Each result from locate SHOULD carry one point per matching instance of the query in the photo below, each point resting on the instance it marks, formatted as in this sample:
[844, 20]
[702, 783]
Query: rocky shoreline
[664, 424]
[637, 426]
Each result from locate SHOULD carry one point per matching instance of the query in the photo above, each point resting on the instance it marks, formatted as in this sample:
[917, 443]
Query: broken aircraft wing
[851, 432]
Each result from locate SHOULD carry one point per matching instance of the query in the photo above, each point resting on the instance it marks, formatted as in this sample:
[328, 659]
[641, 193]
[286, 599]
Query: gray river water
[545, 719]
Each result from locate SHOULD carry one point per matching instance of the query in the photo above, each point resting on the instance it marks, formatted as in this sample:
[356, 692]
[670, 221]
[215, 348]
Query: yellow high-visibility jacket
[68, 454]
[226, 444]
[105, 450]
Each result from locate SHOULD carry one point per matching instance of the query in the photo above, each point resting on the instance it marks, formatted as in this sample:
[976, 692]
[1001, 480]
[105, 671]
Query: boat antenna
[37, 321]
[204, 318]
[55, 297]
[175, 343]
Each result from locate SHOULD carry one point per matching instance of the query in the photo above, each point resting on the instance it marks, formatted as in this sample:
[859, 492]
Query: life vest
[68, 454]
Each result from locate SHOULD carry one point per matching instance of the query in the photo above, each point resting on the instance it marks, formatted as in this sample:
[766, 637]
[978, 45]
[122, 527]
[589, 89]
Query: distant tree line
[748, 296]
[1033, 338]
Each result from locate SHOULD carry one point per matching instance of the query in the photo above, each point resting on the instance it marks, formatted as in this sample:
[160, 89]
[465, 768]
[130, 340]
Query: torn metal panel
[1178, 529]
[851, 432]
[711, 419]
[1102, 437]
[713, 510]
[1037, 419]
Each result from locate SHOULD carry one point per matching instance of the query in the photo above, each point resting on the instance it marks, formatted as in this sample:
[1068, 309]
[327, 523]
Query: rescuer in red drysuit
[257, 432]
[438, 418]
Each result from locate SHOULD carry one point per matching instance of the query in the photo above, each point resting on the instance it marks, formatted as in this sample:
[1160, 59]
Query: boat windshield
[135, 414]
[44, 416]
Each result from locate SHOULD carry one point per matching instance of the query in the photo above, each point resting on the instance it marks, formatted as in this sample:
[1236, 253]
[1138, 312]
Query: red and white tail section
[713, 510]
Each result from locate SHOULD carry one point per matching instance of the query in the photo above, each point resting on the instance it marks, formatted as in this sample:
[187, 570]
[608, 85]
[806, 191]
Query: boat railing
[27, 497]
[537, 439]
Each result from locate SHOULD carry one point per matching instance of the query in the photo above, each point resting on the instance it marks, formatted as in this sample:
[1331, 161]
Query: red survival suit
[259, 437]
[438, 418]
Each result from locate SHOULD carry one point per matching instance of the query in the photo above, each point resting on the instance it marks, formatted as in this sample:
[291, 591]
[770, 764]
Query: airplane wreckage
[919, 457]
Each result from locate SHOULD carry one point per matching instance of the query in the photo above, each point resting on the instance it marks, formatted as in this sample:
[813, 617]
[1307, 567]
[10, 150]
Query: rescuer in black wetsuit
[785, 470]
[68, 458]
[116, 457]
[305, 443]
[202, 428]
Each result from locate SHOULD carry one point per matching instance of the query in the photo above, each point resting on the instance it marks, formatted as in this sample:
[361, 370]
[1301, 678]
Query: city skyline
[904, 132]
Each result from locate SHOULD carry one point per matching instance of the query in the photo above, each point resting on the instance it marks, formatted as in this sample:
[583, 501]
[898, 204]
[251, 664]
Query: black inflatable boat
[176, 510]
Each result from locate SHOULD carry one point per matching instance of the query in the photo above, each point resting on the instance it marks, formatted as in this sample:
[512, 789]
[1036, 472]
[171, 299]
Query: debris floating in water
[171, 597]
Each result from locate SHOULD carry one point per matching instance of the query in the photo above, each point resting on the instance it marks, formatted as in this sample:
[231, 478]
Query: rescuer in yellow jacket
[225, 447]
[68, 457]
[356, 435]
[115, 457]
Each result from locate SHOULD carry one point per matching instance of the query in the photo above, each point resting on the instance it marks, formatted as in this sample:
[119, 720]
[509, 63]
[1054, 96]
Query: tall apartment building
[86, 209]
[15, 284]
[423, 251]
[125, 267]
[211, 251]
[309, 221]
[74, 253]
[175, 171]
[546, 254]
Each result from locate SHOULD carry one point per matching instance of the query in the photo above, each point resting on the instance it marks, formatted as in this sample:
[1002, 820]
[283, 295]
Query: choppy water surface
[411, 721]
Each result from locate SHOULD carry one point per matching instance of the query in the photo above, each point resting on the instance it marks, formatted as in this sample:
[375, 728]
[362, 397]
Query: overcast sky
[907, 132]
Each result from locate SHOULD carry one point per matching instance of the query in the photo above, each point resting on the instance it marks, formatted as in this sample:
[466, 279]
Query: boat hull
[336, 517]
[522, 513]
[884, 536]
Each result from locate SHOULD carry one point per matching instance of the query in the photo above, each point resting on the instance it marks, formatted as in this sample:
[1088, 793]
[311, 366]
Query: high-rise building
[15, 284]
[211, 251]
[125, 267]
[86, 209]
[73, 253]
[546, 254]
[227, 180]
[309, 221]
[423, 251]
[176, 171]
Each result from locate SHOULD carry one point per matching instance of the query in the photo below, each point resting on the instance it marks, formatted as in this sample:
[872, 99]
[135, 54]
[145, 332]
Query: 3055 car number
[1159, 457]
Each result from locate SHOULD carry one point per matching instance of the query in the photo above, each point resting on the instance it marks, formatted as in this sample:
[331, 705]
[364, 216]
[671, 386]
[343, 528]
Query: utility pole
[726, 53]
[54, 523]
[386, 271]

OBJECTIVE – The entries above must be returned in full, exactly as shown.

SOLUTION –
Each result from locate SHOULD carry one point per matching instance of the query in the photo below, each point resting on the instance it marks, formatted as in this sample:
[844, 20]
[702, 783]
Query: rocky shoreline
[664, 424]
[637, 426]
Each result from locate SHOULD carry one point per matching instance of the query in the photo above, each point resting on the instance it marks, formatted as in this sample:
[917, 443]
Query: broken aircraft wing
[851, 432]
Each result from locate SHOULD carry one point per matching instance of the query in the photo above, each point resting on the instance it marks, formatted as in this sample:
[328, 659]
[641, 193]
[286, 599]
Query: gray river water
[545, 719]
Each result from locate SHOULD carry one point per matching instance of the query in the photo above, each point resting on the instance it marks, formatted as in this sample:
[356, 692]
[670, 221]
[215, 348]
Query: yellow high-visibility jacket
[68, 454]
[226, 444]
[105, 450]
Each result from locate SHOULD carry one point per matching instance of the query in the photo above, each point resting on the instance it marks, formatted as in this sample:
[976, 692]
[1001, 480]
[105, 671]
Query: boat antenna
[37, 321]
[204, 318]
[55, 297]
[175, 343]
Each result from locate SHOULD carry one point per matching instance of the query in the photo above, each point resting on the instance it marks, formatted as in this sample:
[859, 492]
Query: life vest
[68, 454]
Each result from locate SHOULD carry one point per matching instance of the query in the photo above, each point resting on the instance it marks, formatted as in this sample:
[766, 637]
[978, 45]
[122, 527]
[589, 89]
Query: distant tree line
[748, 296]
[1033, 338]
Each result from locate SHOULD carry one point per matching instance of the query in the photo above, each point resting on the instance it marks, formatted as in this sample:
[160, 89]
[465, 768]
[130, 340]
Query: torn metal panel
[1178, 529]
[851, 432]
[711, 419]
[1102, 437]
[713, 510]
[1037, 419]
Each result from locate SHOULD carry one point per matching instance of the query in the photo above, each point resting on the instance it marks, formatted as in this sample:
[1068, 309]
[327, 523]
Query: rescuer in red drysuit
[257, 432]
[438, 418]
Each result from locate SHOULD carry one point per matching instance of the query in the photo above, each point resting on the instance it marks, formatted as in this sample:
[1160, 59]
Query: boat windshield
[135, 414]
[44, 416]
Each result from locate SHOULD carry one point per matching instance of the query in the photo above, each point resting on the instance it marks, formatted as in this sample:
[1236, 253]
[1138, 312]
Query: red and white tail section
[713, 510]
Each result from locate SHOULD carry one point per matching instance of the query in the photo above, each point resting on the instance it marks, formatted as in this sample:
[187, 570]
[608, 85]
[806, 191]
Query: boat railing
[27, 497]
[537, 439]
Each result from locate SHOULD carry one point per matching instance of the query in the photo above, each point resting on the instance it marks, formatted as in this sample:
[1331, 161]
Query: red survival suit
[259, 437]
[438, 418]
Each result from locate SHOULD carry one point per matching instance of the query in the photo above, each point resting on the instance it marks, formatted as in this sample:
[291, 591]
[770, 764]
Query: airplane wreckage
[919, 457]
Each result from locate SHOULD carry one point per matching instance of the query in the photo above, each point resting on the instance it marks, formatted as in this sample:
[813, 617]
[1307, 567]
[10, 150]
Query: rescuer in black wetsuit
[785, 470]
[68, 458]
[116, 457]
[305, 443]
[202, 428]
Each result from locate SHOULD carry one point per matching instance of the query in the photo above, each point resting on the instance it marks, formatted as in this sample:
[361, 370]
[1301, 678]
Query: city skyline
[904, 132]
Each result from locate SHOULD carry one point per matching instance of the query in the photo above, each point resting on the instance it marks, formatted as in this sample:
[583, 501]
[898, 204]
[251, 664]
Query: black inflatable boat
[176, 510]
Each result from locate SHOULD carry one point per matching instance of the query in the photo above, each point resting on the instance it marks, formatted as in this sample:
[512, 789]
[1036, 472]
[171, 299]
Query: debris floating in water
[171, 597]
Each result from locate SHOULD carry one point per matching instance of the query in the photo above, each point resting on the instance it marks, formatted as in this sample:
[231, 478]
Query: rescuer in yellow jacket
[225, 447]
[68, 457]
[356, 435]
[115, 457]
Each result from locate SHOULD carry one point per matching instance of the query in the photo above, each point resting on the instance it marks, formatted as in this sample:
[119, 720]
[509, 63]
[1054, 96]
Query: tall apartment building
[86, 209]
[15, 284]
[423, 251]
[125, 267]
[211, 251]
[309, 221]
[74, 253]
[175, 171]
[546, 254]
Each result from locate SHOULD carry one point per matching instance of the query in the photo above, each point resting on the instance it marks, formatted as in this sample:
[1002, 820]
[283, 295]
Query: choppy water surface
[411, 721]
Each result from locate SHOULD carry one point per matching instance of the query in the photo above, each point resting on the instance it marks, formatted as in this sample:
[375, 728]
[362, 397]
Query: overcast sky
[907, 132]
Each result from locate SHOULD carry one point per matching instance of the query in the photo above, each point resting on the instance it marks, formatted as in this sample:
[466, 279]
Query: boat hull
[336, 517]
[522, 513]
[884, 536]
Each result from locate SHOULD carry one point per matching instance of the query in the photo above, each point resting on the instance it marks, formatted as in this sample:
[1088, 793]
[311, 366]
Query: high-rise building
[15, 284]
[211, 251]
[125, 267]
[86, 209]
[73, 253]
[546, 254]
[227, 180]
[309, 221]
[423, 251]
[176, 171]
Each result from locate SHOULD carry one point per matching instance of the query in the photo below, each point resting on the instance it marks, formatted as in this sample:
[872, 99]
[135, 54]
[145, 332]
Query: 3055 car number
[1159, 457]
Each result from locate SHOULD carry one point per matching instance of the query in the photo above, each point resting on the instance it marks, formatted as in this sample:
[331, 705]
[364, 216]
[671, 386]
[343, 528]
Query: utility pole
[726, 53]
[54, 523]
[386, 271]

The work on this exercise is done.